**Instructions to follow**
Give the items from the line with "query: water reflection" to the line with "197 37 L 195" as a two-column CSV headed item_text and answer. Use one row per item, put each field in quotes, and replace line breaks with spaces.

**Records provided**
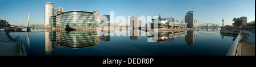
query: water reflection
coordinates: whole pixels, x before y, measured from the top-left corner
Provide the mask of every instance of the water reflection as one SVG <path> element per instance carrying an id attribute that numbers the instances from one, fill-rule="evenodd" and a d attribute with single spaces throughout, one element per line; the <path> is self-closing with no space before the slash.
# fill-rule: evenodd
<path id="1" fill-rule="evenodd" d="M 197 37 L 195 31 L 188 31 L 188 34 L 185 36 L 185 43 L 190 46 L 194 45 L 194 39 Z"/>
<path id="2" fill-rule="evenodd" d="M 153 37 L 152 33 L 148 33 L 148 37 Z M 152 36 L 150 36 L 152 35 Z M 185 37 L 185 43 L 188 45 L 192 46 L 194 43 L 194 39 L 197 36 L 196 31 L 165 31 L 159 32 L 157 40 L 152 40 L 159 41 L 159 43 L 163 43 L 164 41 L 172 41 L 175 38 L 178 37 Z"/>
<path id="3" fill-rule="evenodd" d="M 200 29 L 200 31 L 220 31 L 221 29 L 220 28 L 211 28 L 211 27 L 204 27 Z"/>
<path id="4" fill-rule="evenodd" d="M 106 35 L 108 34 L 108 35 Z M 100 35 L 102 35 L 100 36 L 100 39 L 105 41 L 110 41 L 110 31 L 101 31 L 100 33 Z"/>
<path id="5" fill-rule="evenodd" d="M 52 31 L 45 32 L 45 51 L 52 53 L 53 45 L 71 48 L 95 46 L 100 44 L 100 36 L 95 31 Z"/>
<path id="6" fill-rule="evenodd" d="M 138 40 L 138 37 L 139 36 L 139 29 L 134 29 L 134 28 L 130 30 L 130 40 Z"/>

...

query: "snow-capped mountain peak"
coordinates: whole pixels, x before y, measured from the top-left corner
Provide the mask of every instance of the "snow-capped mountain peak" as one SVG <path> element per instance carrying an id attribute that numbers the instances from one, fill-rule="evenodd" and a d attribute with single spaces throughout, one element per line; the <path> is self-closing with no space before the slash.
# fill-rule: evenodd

**Answer to the task**
item_text,answer
"query: water reflection coordinates: whole pixels, x before y, measured from the top-left corner Provide the mask of every instance of the water reflection as one SVG <path> element per instance carrying an id attribute that numbers the instances from one, fill-rule=""evenodd"" and a d attribute with single spaces throughout, one element per line; the <path> is self-closing with no space before the slash. # fill-rule: evenodd","<path id=""1"" fill-rule=""evenodd"" d=""M 197 37 L 195 31 L 188 31 L 188 34 L 185 36 L 185 43 L 190 46 L 194 45 L 194 39 Z""/>"